§ Task statement
Find every line below that contains the string "query", and copy each of those lines.

(Data items)
◇ ◇ ◇

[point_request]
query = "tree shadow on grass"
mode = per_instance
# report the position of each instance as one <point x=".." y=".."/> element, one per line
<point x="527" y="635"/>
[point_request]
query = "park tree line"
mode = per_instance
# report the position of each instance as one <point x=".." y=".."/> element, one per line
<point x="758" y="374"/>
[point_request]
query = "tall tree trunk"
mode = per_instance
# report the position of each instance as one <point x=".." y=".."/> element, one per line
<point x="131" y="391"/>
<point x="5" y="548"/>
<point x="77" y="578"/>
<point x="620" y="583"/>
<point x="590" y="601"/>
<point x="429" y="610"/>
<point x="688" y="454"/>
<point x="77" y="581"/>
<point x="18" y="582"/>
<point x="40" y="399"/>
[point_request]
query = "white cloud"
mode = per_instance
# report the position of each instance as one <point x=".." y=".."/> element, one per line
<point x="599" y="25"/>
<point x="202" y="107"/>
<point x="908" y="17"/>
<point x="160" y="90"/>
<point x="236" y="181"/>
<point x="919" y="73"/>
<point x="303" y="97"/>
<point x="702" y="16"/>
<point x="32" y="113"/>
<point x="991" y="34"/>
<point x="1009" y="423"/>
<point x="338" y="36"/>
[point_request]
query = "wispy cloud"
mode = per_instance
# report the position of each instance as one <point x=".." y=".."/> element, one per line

◇ ◇ ◇

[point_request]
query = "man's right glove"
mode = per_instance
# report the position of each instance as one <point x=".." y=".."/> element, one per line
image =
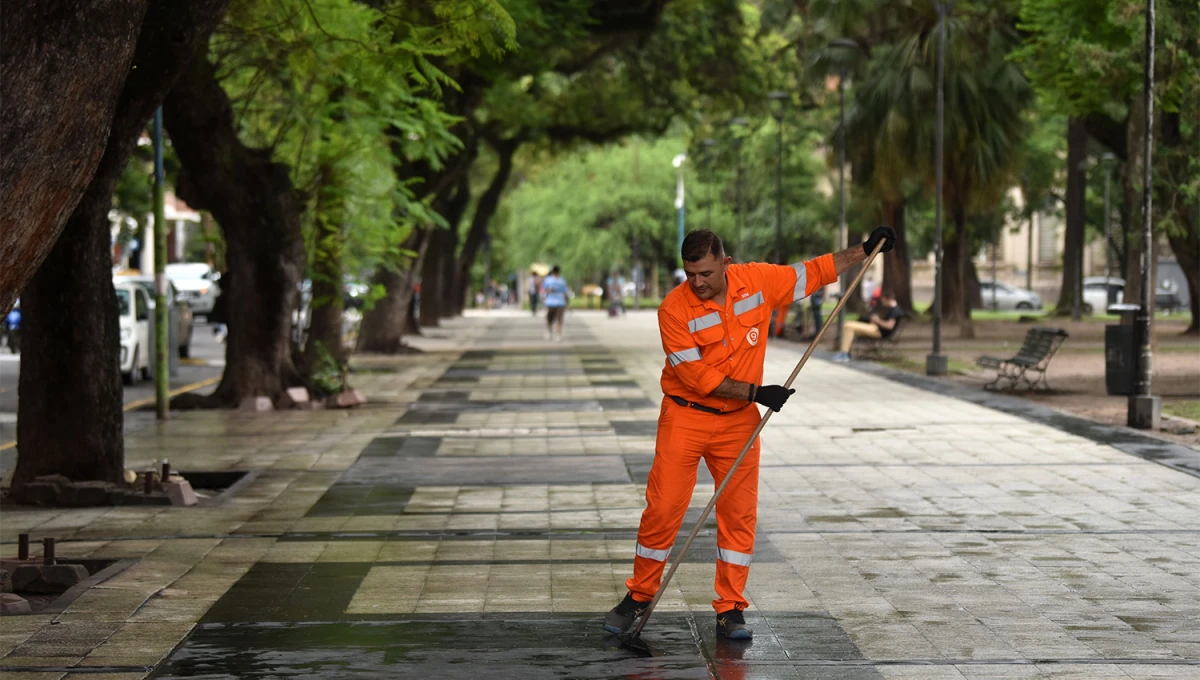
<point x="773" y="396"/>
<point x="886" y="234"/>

◇ ◇ ◇

§ Solution to the exercise
query = "tree shadow on grass"
query = "park tree line"
query = "tall tree trunk"
query = "white cloud"
query = "wispy cloud"
query = "man's right glove"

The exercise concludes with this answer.